Stated goal 1
Reproduce the passage on the Unuua photography project word for word, from "Unuua is a work" to "2013 and 2018.".

Unuua is a work of photographic creation devoted to hunting and to the Arctic night. It was carried out in Nunavut (Iqaluit, Pond Inlet) and in Nunavik (Salluit) between 2013 and 2018.

“In the course of a number of journeys in polar territory, I succeeded in integrating myself into Inuit communities and families with whom I learned to hunt goose, caribou, seal and narwhal. I became friends with certain hunters, who introduced me to rituals and to the ancestral skills anchored in Inuit culture.

“In winter the inhabitants of the far north live in darkness almost the whole day, whereas in summer, brightness prevails nearly all night. Unuua (Night) is therefore not a synonym for darkness. From one season to the next, the pace of life undergoes radical change. People virtually stop sleeping, they socialize, move about the village and hunt on the territory both day and night.

Dataset rows showing where objects appear:
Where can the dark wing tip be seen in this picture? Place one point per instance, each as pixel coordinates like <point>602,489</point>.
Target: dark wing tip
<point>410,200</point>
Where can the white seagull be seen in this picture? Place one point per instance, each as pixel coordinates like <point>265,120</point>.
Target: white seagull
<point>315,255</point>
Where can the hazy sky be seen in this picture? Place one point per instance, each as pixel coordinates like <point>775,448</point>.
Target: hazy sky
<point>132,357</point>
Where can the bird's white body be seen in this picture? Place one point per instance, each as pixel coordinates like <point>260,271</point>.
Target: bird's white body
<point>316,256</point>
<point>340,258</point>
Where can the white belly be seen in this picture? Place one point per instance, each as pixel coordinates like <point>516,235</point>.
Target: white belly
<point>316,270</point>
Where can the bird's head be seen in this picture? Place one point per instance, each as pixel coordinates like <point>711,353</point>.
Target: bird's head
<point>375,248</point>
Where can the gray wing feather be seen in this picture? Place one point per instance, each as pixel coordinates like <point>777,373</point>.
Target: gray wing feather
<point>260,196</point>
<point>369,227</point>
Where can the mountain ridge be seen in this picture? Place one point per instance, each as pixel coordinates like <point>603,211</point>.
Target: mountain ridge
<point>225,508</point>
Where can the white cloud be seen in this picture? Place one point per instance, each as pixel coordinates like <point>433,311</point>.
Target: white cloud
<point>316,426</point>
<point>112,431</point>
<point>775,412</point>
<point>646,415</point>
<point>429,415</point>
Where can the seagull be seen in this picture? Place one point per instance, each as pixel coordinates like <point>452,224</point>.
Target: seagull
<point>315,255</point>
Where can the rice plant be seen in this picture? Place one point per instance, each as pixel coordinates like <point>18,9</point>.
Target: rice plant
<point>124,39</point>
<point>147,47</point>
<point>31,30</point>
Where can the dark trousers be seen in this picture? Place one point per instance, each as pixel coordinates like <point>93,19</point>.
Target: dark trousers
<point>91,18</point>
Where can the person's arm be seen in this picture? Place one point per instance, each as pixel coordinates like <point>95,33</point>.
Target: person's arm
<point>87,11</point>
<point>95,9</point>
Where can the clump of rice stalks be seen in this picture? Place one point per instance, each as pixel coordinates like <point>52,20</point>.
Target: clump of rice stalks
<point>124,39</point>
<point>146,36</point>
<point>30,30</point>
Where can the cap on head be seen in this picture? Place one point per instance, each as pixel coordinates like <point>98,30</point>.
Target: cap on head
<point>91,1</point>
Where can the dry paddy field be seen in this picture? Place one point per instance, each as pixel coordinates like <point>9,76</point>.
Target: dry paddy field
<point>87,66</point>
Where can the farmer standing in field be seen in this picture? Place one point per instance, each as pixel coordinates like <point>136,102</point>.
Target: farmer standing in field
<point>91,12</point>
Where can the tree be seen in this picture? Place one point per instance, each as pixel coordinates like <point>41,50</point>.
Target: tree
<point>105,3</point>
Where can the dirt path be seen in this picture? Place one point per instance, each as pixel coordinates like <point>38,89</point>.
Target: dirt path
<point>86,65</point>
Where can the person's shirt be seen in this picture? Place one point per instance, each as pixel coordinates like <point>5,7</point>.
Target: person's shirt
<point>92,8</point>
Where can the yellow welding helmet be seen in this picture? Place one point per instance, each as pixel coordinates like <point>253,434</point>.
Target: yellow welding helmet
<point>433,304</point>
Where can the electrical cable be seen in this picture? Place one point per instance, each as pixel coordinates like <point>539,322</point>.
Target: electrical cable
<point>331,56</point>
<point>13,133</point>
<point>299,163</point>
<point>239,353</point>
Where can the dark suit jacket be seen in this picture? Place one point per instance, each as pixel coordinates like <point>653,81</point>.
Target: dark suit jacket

Stated goal 2
In the records, from the line with "Where can the person's arm" to the line with "<point>86,65</point>", increase every answer coordinate by 92. Give back only those lines, requests included.

Correct answer 1
Unuua is a work of photographic creation devoted to hunting and to the Arctic night. It was carried out in Nunavut (Iqaluit, Pond Inlet) and in Nunavik (Salluit) between 2013 and 2018.

Correct answer 2
Where can the person's arm be seen in this picture? Place one point per instance, each as pixel coordinates like <point>95,33</point>.
Target: person's arm
<point>179,103</point>
<point>187,101</point>
Where can the clump of rice stalks be seen in this picture? Place one point per instance, each as pixel coordinates like <point>52,20</point>.
Target: clump of rice stalks
<point>216,131</point>
<point>238,128</point>
<point>122,122</point>
Where can the cap on head be seen in this picture? Place one point per instance, each as pixel coordinates like <point>98,30</point>.
Target: cap on head
<point>183,93</point>
Where can the dry paddy field be seen in this picture? Place one point per instance, each as pixel coordinates like <point>9,76</point>.
Target: dry paddy field
<point>179,158</point>
Where can the farmer standing in field be seen in this picture? Place one point per instance, each as pixel coordinates like <point>136,102</point>.
Target: farmer standing in field
<point>183,104</point>
Where can the tree be seen in this picture? Place one point per instance, each as pixel coordinates like <point>41,50</point>.
Target: tree
<point>197,95</point>
Where can the dirt path be seen in this picture? Place one point per instance, each as pixel coordinates like <point>38,89</point>.
Target: dirt path
<point>178,157</point>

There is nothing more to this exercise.